**本文:**
%%
(58)【調査した分野】(Int.Cl.,DB名)
【発明の概要】
【発明が解決しようとする課題】
【0006】
近年、放射性物質等の汚染物質を含む汚染土を処理する必要が生じている。この場合、汚染土を処理設備の所定の位置まで輸送しなければならない。上記のような吸い上げ装置を用いて水とともに汚染土を処理設備まで輸送することが考えられる。
【0007】
しかしながら、上記の従来の吸い上げ装置を汚染土の輸送に用いる場合、池の底に沈砂ピットまたは集砂部等の凹部を形成し、その凹部内に汚染土を集める必要がある。汚染土は、池の中だけでなく、陸地にも存在する。このような汚染土を池の底の凹部内に集める作業には、大変な労力およびコストが必要となる。また、従来の吸い上げ装置では、吸い上げられる水に含まれる土砂類の割合(含泥率)が低いため、高い輸送効率を得ることが難しい。所定の輸送効率を得るためには、混気ジェットポンプに圧力水を供給するために大容量の加圧ポンプを用いる必要がある。そのため、吸い上げ装置のコストが増大する。
【0008】
さらに、処理設備では、水中に溶解した汚染物質を凝集させて沈殿物を除去することにより清浄な水を回収する。しかしながら、汚染土から汚染物質を十分に剥離させて水中に溶解させるための有効な装置または方法については実現されていない。そのため、汚染土に付着する汚染物質の量を基準値以下に低減して土を再利用することは困難である。
【0009】
本発明の目的は、高い輸送効率でかつ低コストで汚染土を輸送および洗浄するとともに汚染土に含まれる汚染物質の量を低減することが可能な汚染土輸送洗浄装置および汚染土輸送洗浄方法を提供することである。
【課題を解決するための手段】
【0010】
(1)本発明に係る汚染土輸送洗浄装置は、汚染土を目的地点まで輸送するとともに洗浄するための汚染土輸送洗浄装置であって、下端部に排出口を有し、汚染土を収容するためのホッパと、ホッパ内に水を供給する給水系と、圧力水を供給する圧力水配管と、ホッパの排出口に連通する吸入口、圧力水配管により供給される圧力水が流入する流入口、空気を導入するための空気導入部、および汚染土と圧力水との混合流体を吐出する吐出口を有する混気ジェットポンプと、混気ジェットポンプの吐出口から混合流体を目的地点へ導くための混合流体配管とを備え、混気ジェットポンプは、ホッパの下方に設けられ、流入口から流入する圧力水と空気導入部から導入される空気とからなる高圧噴射流を形成し、ホッパの排出口から排出される汚染土を高圧噴射流により吸入口を通して吸入するとともに高圧噴射流と汚染土との混合流体を吐出口から混合流体配管へ吐出するように構成され
、給水系は、ホッパ内の上部においてホッパの内面に沿うように配置される散水配管を含み、散水配管は、ホッパ内の周方向において分散的に設けられる複数の噴出口を有し、複数の噴出口は、ホッパの内面に向かって下方に水を噴出するように形成されるものである。
%%
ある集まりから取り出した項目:
%%
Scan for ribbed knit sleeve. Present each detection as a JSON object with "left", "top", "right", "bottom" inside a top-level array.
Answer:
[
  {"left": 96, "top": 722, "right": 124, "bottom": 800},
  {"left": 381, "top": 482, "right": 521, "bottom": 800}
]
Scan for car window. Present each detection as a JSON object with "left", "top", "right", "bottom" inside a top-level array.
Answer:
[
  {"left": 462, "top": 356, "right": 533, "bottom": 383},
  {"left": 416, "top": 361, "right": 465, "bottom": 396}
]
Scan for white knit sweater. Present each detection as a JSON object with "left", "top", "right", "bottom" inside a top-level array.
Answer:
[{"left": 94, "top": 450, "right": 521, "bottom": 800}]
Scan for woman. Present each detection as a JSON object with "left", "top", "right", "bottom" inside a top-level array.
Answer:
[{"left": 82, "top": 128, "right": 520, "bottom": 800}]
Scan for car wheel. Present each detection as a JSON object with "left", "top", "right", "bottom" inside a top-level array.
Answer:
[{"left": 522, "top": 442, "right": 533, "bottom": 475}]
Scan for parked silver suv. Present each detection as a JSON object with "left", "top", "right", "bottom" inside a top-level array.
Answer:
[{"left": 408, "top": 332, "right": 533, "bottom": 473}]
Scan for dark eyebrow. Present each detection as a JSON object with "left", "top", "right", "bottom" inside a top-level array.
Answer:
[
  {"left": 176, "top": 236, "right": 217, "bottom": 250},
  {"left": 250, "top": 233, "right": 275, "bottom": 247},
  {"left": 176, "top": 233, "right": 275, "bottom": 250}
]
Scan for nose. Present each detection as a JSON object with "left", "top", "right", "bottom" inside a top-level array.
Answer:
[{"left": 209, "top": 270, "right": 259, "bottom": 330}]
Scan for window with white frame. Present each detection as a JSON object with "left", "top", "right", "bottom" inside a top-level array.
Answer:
%%
**やること:**
本文の「しかしながら、上記の従来の吸い上げ装置を汚染土の輸送に用いる場合」で始まる段落を、主な事実を残したまま短い箇条書きにしてください。

**正しい答え:**
- 従来の吸い上げ装置で汚染土を運ぶには、池の底に沈砂ピットや集砂部などのくぼみを作り、そこに汚染土を集める必要がある。
- 汚染土は池の中だけでなく陸地にもあるため、くぼみに集める作業には大きな労力とコストがかかる。
- 吸い上げる水に含まれる土砂の割合(含泥率)が低いため、高い輸送効率を得るのが難しい。
- 決まった輸送効率を出すには、混気ジェットポンプに圧力水を送る大容量の加圧ポンプが必要になり、装置のコストが増える。